* Instruction: Render the listing below as a numbered list, one line per item, with any blank lines dropped.

* Record list:
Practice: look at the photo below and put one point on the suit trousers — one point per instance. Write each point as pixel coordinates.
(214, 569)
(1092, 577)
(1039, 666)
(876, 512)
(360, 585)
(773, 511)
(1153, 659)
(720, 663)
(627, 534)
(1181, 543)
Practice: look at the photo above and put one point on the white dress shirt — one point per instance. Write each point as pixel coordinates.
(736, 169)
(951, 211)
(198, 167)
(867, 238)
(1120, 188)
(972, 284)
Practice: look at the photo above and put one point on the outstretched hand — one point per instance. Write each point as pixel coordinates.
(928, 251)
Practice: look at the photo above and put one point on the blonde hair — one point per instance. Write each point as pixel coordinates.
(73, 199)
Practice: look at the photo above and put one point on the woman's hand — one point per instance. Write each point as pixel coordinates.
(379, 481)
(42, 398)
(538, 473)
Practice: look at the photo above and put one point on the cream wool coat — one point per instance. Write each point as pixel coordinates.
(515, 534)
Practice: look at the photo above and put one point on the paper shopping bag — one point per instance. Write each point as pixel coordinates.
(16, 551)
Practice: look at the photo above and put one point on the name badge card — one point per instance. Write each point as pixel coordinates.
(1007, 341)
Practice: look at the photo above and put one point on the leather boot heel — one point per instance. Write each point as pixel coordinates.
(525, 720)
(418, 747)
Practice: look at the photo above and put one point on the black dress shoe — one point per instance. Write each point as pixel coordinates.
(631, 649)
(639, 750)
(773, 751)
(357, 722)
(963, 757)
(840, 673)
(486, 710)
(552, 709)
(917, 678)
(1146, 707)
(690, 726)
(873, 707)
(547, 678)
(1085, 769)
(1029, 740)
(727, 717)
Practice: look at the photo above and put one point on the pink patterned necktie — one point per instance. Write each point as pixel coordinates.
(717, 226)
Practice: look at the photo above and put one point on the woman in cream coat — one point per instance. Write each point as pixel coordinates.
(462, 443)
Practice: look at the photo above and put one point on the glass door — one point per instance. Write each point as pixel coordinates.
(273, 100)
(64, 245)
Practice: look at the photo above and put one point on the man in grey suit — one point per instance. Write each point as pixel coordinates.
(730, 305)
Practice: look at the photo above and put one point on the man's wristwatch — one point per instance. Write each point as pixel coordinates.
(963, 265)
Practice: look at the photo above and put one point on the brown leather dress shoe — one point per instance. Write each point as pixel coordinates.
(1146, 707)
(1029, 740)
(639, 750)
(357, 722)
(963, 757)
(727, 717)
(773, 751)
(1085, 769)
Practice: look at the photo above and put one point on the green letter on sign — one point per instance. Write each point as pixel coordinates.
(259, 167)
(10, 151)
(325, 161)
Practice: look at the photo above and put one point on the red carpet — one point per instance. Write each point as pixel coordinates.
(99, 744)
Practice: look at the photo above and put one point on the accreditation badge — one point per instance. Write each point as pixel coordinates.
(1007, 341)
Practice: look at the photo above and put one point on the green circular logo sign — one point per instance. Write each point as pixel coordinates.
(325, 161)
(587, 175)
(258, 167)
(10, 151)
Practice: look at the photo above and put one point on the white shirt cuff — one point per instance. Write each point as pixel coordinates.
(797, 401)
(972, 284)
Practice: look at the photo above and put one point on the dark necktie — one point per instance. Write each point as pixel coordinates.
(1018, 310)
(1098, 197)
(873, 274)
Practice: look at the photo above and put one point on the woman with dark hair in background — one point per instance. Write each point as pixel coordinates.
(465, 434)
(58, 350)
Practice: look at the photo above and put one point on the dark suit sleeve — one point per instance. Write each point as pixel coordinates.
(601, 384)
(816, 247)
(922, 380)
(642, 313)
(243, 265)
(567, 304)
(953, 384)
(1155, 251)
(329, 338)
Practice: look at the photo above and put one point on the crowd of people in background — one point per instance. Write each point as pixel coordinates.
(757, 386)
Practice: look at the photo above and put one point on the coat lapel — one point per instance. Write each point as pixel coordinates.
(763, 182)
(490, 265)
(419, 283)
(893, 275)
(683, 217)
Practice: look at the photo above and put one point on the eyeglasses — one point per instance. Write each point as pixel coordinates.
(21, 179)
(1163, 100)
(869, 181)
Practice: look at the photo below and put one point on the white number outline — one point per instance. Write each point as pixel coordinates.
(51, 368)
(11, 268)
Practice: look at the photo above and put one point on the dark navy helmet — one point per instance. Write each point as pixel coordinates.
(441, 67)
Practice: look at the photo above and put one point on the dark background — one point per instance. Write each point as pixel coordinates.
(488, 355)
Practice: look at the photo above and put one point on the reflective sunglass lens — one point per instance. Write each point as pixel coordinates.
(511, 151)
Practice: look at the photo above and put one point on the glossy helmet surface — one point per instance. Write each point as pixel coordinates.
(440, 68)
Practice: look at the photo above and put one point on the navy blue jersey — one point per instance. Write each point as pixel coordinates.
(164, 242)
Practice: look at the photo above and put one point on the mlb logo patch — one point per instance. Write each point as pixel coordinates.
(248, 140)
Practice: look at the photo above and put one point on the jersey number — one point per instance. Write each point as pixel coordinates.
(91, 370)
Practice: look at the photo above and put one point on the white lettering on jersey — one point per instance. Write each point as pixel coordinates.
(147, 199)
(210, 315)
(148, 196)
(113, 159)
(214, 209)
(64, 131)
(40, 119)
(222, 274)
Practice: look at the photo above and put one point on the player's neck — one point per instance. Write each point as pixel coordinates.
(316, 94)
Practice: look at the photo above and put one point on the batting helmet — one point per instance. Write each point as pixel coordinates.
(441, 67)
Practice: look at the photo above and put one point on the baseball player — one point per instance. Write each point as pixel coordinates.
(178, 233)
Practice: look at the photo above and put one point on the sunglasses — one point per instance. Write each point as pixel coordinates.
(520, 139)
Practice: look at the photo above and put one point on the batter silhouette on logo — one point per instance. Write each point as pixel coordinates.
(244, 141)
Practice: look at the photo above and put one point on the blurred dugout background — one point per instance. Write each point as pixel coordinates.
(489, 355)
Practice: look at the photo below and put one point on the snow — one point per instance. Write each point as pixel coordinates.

* Problem solution:
1. Practice: look at the photo below and put one point on the suit trousers — one point per instance. Write each point as pixel coordinates.
2. (214, 569)
3. (1092, 577)
4. (1039, 666)
5. (876, 512)
6. (360, 585)
7. (773, 511)
8. (1153, 659)
9. (720, 663)
10. (627, 534)
11. (1181, 543)
12. Practice: look at the photo above and put one point on the white dress shirt — one point per instance. Write each point as pixel coordinates.
13. (736, 169)
14. (951, 211)
15. (198, 167)
16. (867, 238)
17. (1120, 188)
18. (972, 284)
19. Practice: look at the photo above and put one point on the outstretched hand — one point per instance. Write each point as pixel coordinates.
20. (928, 251)
21. Practice: look at the photo above and put one point on the blonde hair — one point per instance. Write each point as pixel coordinates.
22. (73, 199)
23. Practice: look at the photo above and put one point on the woman's hand — one point per instance. Write each point as pixel coordinates.
24. (379, 481)
25. (42, 398)
26. (538, 473)
27. Practice: look at the photo above and put one point on the cream wool coat — one point per instance. Write each point as pixel coordinates.
28. (515, 534)
29. Practice: look at the photo above and put one point on the paper shopping bag — one point per instance. Write each point as pixel coordinates.
30. (16, 551)
31. Practice: look at the photo above and put one point on the name badge card — one point per instance. Write each point as pixel coordinates.
32. (1007, 341)
33. Practice: look at the photo above and put one point on the leather boot heel — one point per instance. Write each point as pixel coordinates.
34. (525, 720)
35. (418, 747)
36. Practice: look at the photo above and put one point on the black dress shoe — one point per instance. Write each point as pixel coordinates.
37. (631, 649)
38. (639, 750)
39. (773, 751)
40. (357, 722)
41. (963, 757)
42. (840, 673)
43. (486, 710)
44. (552, 709)
45. (917, 678)
46. (1146, 707)
47. (690, 726)
48. (873, 707)
49. (547, 678)
50. (1085, 769)
51. (1029, 740)
52. (727, 717)
53. Practice: look at the photo above and put one point on the pink patterned necktie — one point per instance. Write each point as pixel coordinates.
54. (717, 226)
55. Practice: look at the photo above and put one point on the woman in cream coat — one point per instance. Write each point as pixel coordinates.
56. (462, 443)
57. Practice: look at the photo above and put one point on the glass door — one point per instance. Write each point as pixel coordinates.
58. (273, 100)
59. (64, 245)
60. Practice: look at the photo above and put one point on the man in grey suit — one point per instance. Write each point as pixel coordinates.
61. (730, 305)
62. Practice: look at the photo above and put one point on the man's wristwatch — one point per instance. Write each point as pixel coordinates.
63. (963, 265)
64. Practice: look at the photo above and put one point on the brown leather dress shoe — one point per instance. Write each point as pixel coordinates.
65. (1146, 707)
66. (1029, 740)
67. (639, 750)
68. (357, 722)
69. (963, 757)
70. (727, 717)
71. (773, 751)
72. (1085, 769)
73. Practice: look at the photo above and put one point on the green letter on sign — one point per instance. Write each point as pixel coordinates.
74. (259, 167)
75. (10, 151)
76. (325, 161)
77. Practice: look at the photo above and put one point on the red carpet — one point per instance. Write each point as pixel coordinates.
78. (99, 744)
79. Practice: look at the photo above and put one point on the accreditation badge — one point per instance. Write each point as pixel coordinates.
80. (1007, 341)
81. Practice: look at the photo above and put one point on the green circular logo sign — one point per instance. Write each point as pixel coordinates.
82. (325, 161)
83. (587, 175)
84. (258, 167)
85. (10, 151)
86. Practice: look at the photo above and put one point on the white shirt cuff — one point per instance. Write each point as pixel coordinates.
87. (797, 401)
88. (972, 284)
89. Practice: look at the photo above and put one point on the dark necktie — one point per instance. Write each point as pixel coordinates.
90. (1018, 310)
91. (1098, 197)
92. (873, 274)
93. Practice: look at the photo above and put one point on the woman with dark hair in background — one point per instance. Write each point as pixel coordinates.
94. (465, 434)
95. (58, 350)
96. Practice: look at the photo above and put one point on the dark suit sleeve — one point per instance. Write each point as pixel coordinates.
97. (601, 384)
98. (816, 247)
99. (922, 380)
100. (642, 313)
101. (243, 265)
102. (567, 304)
103. (953, 384)
104. (1155, 251)
105. (329, 338)
106. Practice: look at the photo above and put one point on the crowd of people in background — one point per instance. Write each point as pixel coordinates.
107. (757, 386)
108. Practice: look at the photo above and put one point on the coat lapel — one point per instance. Write each point as pixel coordinates.
109. (763, 182)
110. (490, 265)
111. (419, 283)
112. (893, 275)
113. (683, 217)
114. Practice: look at the photo above and put one point on the eyeglasses — one point per instance. Write each point as pixel coordinates.
115. (21, 179)
116. (1163, 100)
117. (869, 181)
118. Practice: look at the photo below and put one point on the white number outline — one point per instance. Write each point as pixel coordinates.
119. (51, 368)
120. (11, 268)
121. Practice: look at the photo above and put one point on the dark navy helmet — one point per instance. Write each point as pixel coordinates.
122. (441, 67)
123. Practice: look at the photo above and put one point on the dark background — one point per instance. Write each point as pixel coordinates.
124. (488, 355)
125. Practice: look at the photo above and put one point on the reflective sunglass lens — one point per instance. Write each point as pixel coordinates.
126. (511, 151)
127. Practice: look at the photo above and put one point on the glossy helmet surface — one point per instance. Write each point as pixel coordinates.
128. (440, 68)
129. Practice: look at the photo above and put one point on the navy blue jersey — one point per instance. Write each point as pixel coordinates.
130. (164, 242)
131. Practice: look at the photo above and put one point on the mlb logo patch — one point per instance. Write each point as pixel coordinates.
132. (248, 140)
133. Practice: look at the photo above and put one point on the jersey number — one point per instance. Write each point as pixel coordinates.
134. (91, 370)
135. Practice: look at the photo above and put one point on the white lettering on jersey — one point per instance. Write each point as pixel coordinates.
136. (147, 199)
137. (210, 315)
138. (148, 196)
139. (113, 159)
140. (214, 209)
141. (64, 131)
142. (40, 119)
143. (222, 274)
144. Practice: look at the photo above and put one point on the player's neck — one point per instance. Write each point as pixel coordinates.
145. (316, 94)
146. Practice: look at the photo above and put one point on the batting helmet — one point per instance. Write each point as pixel coordinates.
147. (441, 67)
148. Practice: look at the photo above and put one point on the baseball player — one point per instance. Write each point as pixel coordinates.
149. (178, 233)
150. Practice: look at the photo above and put one point on the sunglasses — one point per instance. Write each point as pixel coordinates.
151. (520, 139)
152. Practice: look at the photo above and put one point on the batter silhouette on logo — one point per instance. Write each point as pixel coordinates.
153. (244, 141)
154. Practice: look at the photo above and put one point on the blurred dugout background — one point per instance. Write each point as pixel coordinates.
155. (489, 355)
156. Practice: look at the photo below and put one point on the snow — one point per instance. Write each point as pixel coordinates.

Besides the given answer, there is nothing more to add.